Görevler:
a) Metin bölümüne göre aşağıdaki soruları yanıtlayın.
(i) Yazı hangi tarihte yayımlanmıştır?
(ii) Yazar ve ailesi hangi ülkeye gelmiştir?
(iii) Başka bir eve ne zaman taşınacaklardır?
b) Metin bölümünde "13 Nis 2010" sözlerinden başlayıp "gelene kadar yaşadıklarımızı.." sözlerine kadar uzanan her şeyi hiçbir değişiklik yapmadan kopyalayın.

Metin Bölümü:
□ □ □
13 Nis 2010

burdayım!!

evet işte burdayım.. gitmedim senden çook uzaklara.. sevdiğim pekçok insandan ayrıldım belki ama senden kopamadım, ayrılamadım... internetin olduğu heryerde yanımdasın :)
evet geldik Amerika'ya. yerleştik üniversitenin sağladığı eve. hatta o kadar oldu ki geleli bu cuma başka bir eve taşınacağız :) neyse geçelim şimdi buraların maceralarını, eminim sen oğlumun ameliyatını merak ediyorsundur. ve sonrasını.. buraya gelene kadar yaşadıklarımızı..
□ □ □
Veri Kümesi Kesiti:
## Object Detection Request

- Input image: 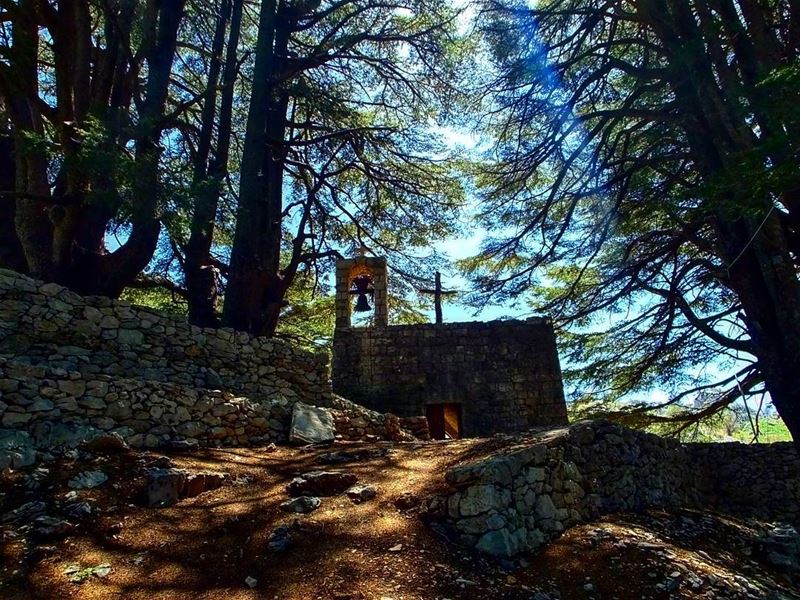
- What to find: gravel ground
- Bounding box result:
[0,440,800,600]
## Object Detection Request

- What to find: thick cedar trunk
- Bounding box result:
[722,215,800,447]
[0,135,28,273]
[3,0,184,296]
[223,0,289,335]
[184,0,243,327]
[639,0,800,448]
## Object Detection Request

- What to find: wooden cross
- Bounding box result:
[420,271,458,324]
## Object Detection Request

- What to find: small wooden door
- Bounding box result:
[425,402,461,440]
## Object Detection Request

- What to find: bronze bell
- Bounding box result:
[353,294,372,312]
[350,275,374,312]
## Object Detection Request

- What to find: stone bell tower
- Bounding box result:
[336,256,389,329]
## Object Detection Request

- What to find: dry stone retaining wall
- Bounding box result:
[0,269,331,405]
[0,270,416,460]
[427,422,800,557]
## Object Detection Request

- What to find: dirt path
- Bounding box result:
[0,440,800,600]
□ □ □
Görev Yanıtları:
a)
(i) Yazı 13 Nisan 2010 tarihinde yayımlanmıştır.
(ii) Amerika'ya gelmişlerdir.
(iii) Bu cuma başka bir eve taşınacaklardır.

b)
13 Nis 2010

burdayım!!

evet işte burdayım.. gitmedim senden çook uzaklara.. sevdiğim pekçok insandan ayrıldım belki ama senden kopamadım, ayrılamadım... internetin olduğu heryerde yanımdasın :)
evet geldik Amerika'ya. yerleştik üniversitenin sağladığı eve. hatta o kadar oldu ki geleli bu cuma başka bir eve taşınacağız :) neyse geçelim şimdi buraların maceralarını, eminim sen oğlumun ameliyatını merak ediyorsundur. ve sonrasını.. buraya gelene kadar yaşadıklarımızı..